▶ Set exercise 1: Using the avalanche forecast, explain why the forecast's confidence is rated as fair.
▶ Set exercise 2: Reproduce the passage of the avalanche forecast from "Drizzle in the" up to and including "towards the Pacific.".

▶ Quoted text:
==============================
Avalanche Forecast

Issued: Jan 8th, 2012 9:27AM

The alpine rating is considerable, the treeline rating is considerable, and the below treeline rating is moderate. Known problems include Wind Slabs and Persistent Slabs.

Avalanche Canada triley, Avalanche Canada

Summary

Confidence

Fair - Forecast snowfall amounts are uncertain on Monday

Weather Forecast

Drizzle in the valley will bring another 3-5 cm to higher elevations on Sunday night. The wind is expected to decrease to about 30 km/hr at the ridge tops by Monday morning. Some light snowfall accumulating a couple more cm on Monday until about noon around Terrace. Smithers is expected to be quite a bit drier; Sunday night and Monday precipitation combined should only be about 5 cm. Temperatures are expected to drop to about -15 in the alpine by Tuesday morning as a ridge of high pressure moves into the region. Wednesday is expected to be mostly clear, but not as cold as Tuesday. The next system should be on the coast by Thursday. There may be some strong outflow winds on Tuesday afternoon as cooler air moves out towards the Pacific.

Avalanche Summary

No new avalanche reports from this region. The forecast precipitation was confined to the near coastal areas around Terrace. I expect that the southwest part of this region did experience a natural avalanche cycle.
==============================
▶ Dataset rows:
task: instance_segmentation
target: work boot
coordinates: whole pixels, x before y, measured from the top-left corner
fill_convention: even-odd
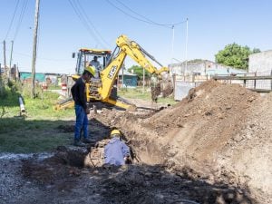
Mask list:
[[[94,140],[90,140],[89,138],[83,139],[83,143],[95,143]]]
[[[85,147],[85,145],[81,141],[78,140],[74,140],[73,145],[76,147]]]

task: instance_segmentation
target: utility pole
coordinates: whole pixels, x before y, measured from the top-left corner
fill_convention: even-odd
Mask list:
[[[144,85],[145,85],[145,69],[142,67],[142,93],[144,92]]]
[[[171,62],[170,62],[171,73],[173,73],[174,43],[175,43],[175,25],[172,25],[172,50],[171,50]]]
[[[186,18],[185,72],[187,72],[188,18]]]
[[[40,0],[36,0],[35,5],[35,17],[34,29],[34,42],[33,42],[33,56],[32,56],[32,98],[35,95],[35,63],[36,63],[36,51],[37,51],[37,33],[39,22],[39,5]]]
[[[5,61],[5,41],[3,42],[4,44],[4,71],[5,75],[7,75],[7,70],[6,70],[6,61]]]
[[[11,42],[12,43],[12,49],[10,52],[10,59],[9,59],[9,72],[8,72],[8,77],[11,78],[11,64],[13,62],[13,51],[14,51],[14,41]]]

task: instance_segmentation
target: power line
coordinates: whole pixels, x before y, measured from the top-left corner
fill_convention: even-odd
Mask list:
[[[17,8],[18,8],[18,5],[19,5],[19,0],[17,0],[16,5],[15,5],[15,12],[14,12],[12,20],[11,20],[11,22],[10,22],[10,24],[9,24],[9,27],[8,27],[8,30],[7,30],[7,32],[6,32],[5,40],[6,40],[7,36],[8,36],[8,34],[9,34],[9,32],[10,32],[10,29],[11,29],[11,27],[12,27],[12,24],[13,24],[13,23],[14,23],[14,19],[15,19],[15,16]]]
[[[86,12],[84,11],[83,7],[82,6],[82,5],[80,4],[80,1],[77,0],[77,4],[79,5],[80,8],[83,11],[83,14],[85,15],[85,18],[88,20],[88,22],[90,23],[91,26],[93,28],[93,30],[95,31],[95,33],[97,34],[97,35],[102,39],[102,41],[108,46],[111,46],[102,36],[102,34],[98,32],[98,30],[96,29],[96,27],[94,26],[94,24],[92,24],[92,22],[90,20],[90,18],[88,17],[88,15],[86,15]]]
[[[17,24],[15,34],[15,36],[14,36],[14,41],[15,40],[15,38],[16,38],[16,36],[18,34],[18,32],[19,32],[19,29],[20,29],[22,21],[23,21],[24,16],[24,13],[25,13],[25,8],[26,8],[27,3],[28,3],[28,0],[24,0],[24,3],[23,3],[21,13],[20,13],[20,16],[19,16],[19,20],[18,20],[18,24]]]
[[[145,20],[143,19],[141,19],[141,18],[138,18],[138,17],[135,17],[134,15],[123,11],[122,9],[121,9],[120,7],[116,6],[113,3],[112,3],[110,0],[106,0],[110,5],[112,5],[114,8],[116,8],[117,10],[121,11],[121,13],[123,13],[124,15],[135,19],[135,20],[138,20],[138,21],[141,21],[141,22],[144,22],[144,23],[147,23],[147,24],[155,24],[155,25],[160,25],[160,26],[164,26],[164,27],[167,27],[167,28],[170,28],[171,29],[172,26],[174,25],[178,25],[178,24],[184,24],[186,23],[186,20],[185,21],[181,21],[181,22],[178,22],[178,23],[174,23],[174,24],[160,24],[160,23],[157,23],[157,22],[154,22],[151,19],[149,19],[148,17],[142,15],[140,15],[138,14],[137,12],[133,11],[131,8],[130,8],[128,5],[126,5],[125,4],[123,4],[122,2],[119,1],[119,0],[115,0],[117,1],[119,4],[121,4],[122,6],[124,6],[125,8],[127,8],[128,10],[130,10],[131,13],[133,13],[134,15],[139,15],[140,17],[141,18],[144,18]]]
[[[7,49],[8,51],[8,49]],[[14,52],[15,54],[17,54],[17,55],[22,55],[22,56],[26,56],[26,57],[29,57],[31,58],[32,56],[30,54],[27,54],[27,53],[15,53]],[[52,58],[44,58],[44,57],[37,57],[37,59],[39,60],[44,60],[44,61],[55,61],[55,62],[62,62],[62,61],[73,61],[72,59],[52,59]]]
[[[78,16],[78,18],[80,19],[80,21],[82,22],[82,24],[83,24],[83,26],[87,29],[87,31],[89,32],[89,34],[94,38],[94,40],[96,41],[96,43],[101,44],[100,40],[97,38],[97,36],[93,34],[93,32],[92,31],[88,22],[86,21],[86,19],[82,15],[80,9],[77,7],[76,4],[73,4],[73,2],[71,0],[69,0],[69,3],[71,5],[71,6],[73,7],[74,13],[76,14],[76,15]]]

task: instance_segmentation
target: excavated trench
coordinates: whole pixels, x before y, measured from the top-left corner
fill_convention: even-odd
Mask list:
[[[24,161],[23,174],[59,189],[94,185],[96,203],[269,203],[271,97],[211,81],[155,114],[103,110],[91,124],[95,148],[59,147],[43,162]],[[132,165],[102,166],[113,126],[131,149]]]

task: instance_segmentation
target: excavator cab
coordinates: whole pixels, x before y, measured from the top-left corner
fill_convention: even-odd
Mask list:
[[[107,66],[107,63],[111,57],[112,51],[110,50],[98,50],[81,48],[77,53],[77,63],[75,67],[75,73],[77,75],[81,75],[86,66],[89,65],[90,62],[97,57],[97,61],[100,64],[101,71]],[[75,57],[75,53],[73,53],[73,57]],[[96,67],[95,67],[96,68]]]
==============================
▶ Answer 1: The confidence is rated fair because the forecast snowfall amounts for Monday are uncertain.

▶ Answer 2:
Drizzle in the valley will bring another 3-5 cm to higher elevations on Sunday night. The wind is expected to decrease to about 30 km/hr at the ridge tops by Monday morning. Some light snowfall accumulating a couple more cm on Monday until about noon around Terrace. Smithers is expected to be quite a bit drier; Sunday night and Monday precipitation combined should only be about 5 cm. Temperatures are expected to drop to about -15 in the alpine by Tuesday morning as a ridge of high pressure moves into the region. Wednesday is expected to be mostly clear, but not as cold as Tuesday. The next system should be on the coast by Thursday. There may be some strong outflow winds on Tuesday afternoon as cooler air moves out towards the Pacific.